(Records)

►

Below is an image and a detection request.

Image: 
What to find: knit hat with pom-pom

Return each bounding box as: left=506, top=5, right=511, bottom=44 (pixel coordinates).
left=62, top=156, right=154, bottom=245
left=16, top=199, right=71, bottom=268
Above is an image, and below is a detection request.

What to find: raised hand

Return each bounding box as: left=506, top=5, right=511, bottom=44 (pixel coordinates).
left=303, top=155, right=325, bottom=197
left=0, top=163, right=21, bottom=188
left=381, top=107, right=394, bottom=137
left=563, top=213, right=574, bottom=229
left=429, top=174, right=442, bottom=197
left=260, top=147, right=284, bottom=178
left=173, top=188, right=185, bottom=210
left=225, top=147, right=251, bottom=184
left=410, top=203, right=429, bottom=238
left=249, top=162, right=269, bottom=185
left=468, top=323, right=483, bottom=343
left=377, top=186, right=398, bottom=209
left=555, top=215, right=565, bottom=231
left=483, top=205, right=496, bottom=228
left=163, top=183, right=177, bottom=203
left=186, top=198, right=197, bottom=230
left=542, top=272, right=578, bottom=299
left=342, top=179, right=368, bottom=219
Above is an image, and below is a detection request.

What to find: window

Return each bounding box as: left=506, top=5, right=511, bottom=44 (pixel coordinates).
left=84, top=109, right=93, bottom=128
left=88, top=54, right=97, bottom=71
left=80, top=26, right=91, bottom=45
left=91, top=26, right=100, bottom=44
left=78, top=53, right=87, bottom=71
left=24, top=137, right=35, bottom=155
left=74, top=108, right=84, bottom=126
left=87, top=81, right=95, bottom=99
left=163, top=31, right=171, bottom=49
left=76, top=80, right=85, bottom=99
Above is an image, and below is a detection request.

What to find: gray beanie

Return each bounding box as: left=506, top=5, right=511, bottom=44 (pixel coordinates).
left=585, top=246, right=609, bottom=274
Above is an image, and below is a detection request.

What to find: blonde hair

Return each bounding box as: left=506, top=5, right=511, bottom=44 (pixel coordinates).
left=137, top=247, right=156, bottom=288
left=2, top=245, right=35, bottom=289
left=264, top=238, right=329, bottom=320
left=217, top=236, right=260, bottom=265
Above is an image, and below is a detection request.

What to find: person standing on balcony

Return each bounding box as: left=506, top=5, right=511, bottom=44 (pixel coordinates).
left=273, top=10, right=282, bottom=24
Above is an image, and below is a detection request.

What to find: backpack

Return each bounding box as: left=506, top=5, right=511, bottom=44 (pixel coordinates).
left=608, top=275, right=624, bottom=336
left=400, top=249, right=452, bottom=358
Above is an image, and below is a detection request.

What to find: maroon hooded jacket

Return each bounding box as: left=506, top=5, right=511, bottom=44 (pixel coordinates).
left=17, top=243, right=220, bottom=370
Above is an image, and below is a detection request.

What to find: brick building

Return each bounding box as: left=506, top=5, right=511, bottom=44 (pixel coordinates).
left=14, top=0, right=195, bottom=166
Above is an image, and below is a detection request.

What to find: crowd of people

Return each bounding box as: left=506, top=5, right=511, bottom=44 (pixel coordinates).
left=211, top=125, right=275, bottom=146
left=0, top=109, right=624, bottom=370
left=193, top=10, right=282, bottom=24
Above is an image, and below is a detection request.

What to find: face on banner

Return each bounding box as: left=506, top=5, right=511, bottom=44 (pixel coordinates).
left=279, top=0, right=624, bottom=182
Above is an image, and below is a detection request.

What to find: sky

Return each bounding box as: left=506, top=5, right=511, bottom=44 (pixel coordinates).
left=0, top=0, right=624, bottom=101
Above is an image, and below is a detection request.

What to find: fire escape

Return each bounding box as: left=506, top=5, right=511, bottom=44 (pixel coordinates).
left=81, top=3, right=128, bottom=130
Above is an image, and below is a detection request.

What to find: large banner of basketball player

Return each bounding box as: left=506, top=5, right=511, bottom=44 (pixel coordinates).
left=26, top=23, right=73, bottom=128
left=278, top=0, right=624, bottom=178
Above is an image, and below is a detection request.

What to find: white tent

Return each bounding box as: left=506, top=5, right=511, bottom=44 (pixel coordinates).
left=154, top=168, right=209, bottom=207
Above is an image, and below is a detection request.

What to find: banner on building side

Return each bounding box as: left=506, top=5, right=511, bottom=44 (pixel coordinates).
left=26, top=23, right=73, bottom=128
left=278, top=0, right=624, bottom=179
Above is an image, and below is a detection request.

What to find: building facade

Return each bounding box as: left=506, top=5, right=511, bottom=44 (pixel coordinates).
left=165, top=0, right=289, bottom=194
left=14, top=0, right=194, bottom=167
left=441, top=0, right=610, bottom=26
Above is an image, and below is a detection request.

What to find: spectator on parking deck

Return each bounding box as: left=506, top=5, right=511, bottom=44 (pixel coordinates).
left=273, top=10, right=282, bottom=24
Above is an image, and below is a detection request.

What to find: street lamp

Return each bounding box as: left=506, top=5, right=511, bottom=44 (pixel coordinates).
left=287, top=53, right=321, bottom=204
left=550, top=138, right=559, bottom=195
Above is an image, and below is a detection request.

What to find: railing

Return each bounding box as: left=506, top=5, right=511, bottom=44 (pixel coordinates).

◄

=== BRIEF ===
Rewrite the lines from the first one up to and including the line with "left=16, top=199, right=71, bottom=268". Swap "knit hat" for "wool cap" and leave everything else unchanged.

=== THE RESPONSE ===
Below is an image and a detection request.

Image: 
What to find: wool cap with pom-pom

Return each bounding box as: left=506, top=5, right=511, bottom=44 (pixel coordinates).
left=62, top=156, right=154, bottom=245
left=16, top=199, right=71, bottom=268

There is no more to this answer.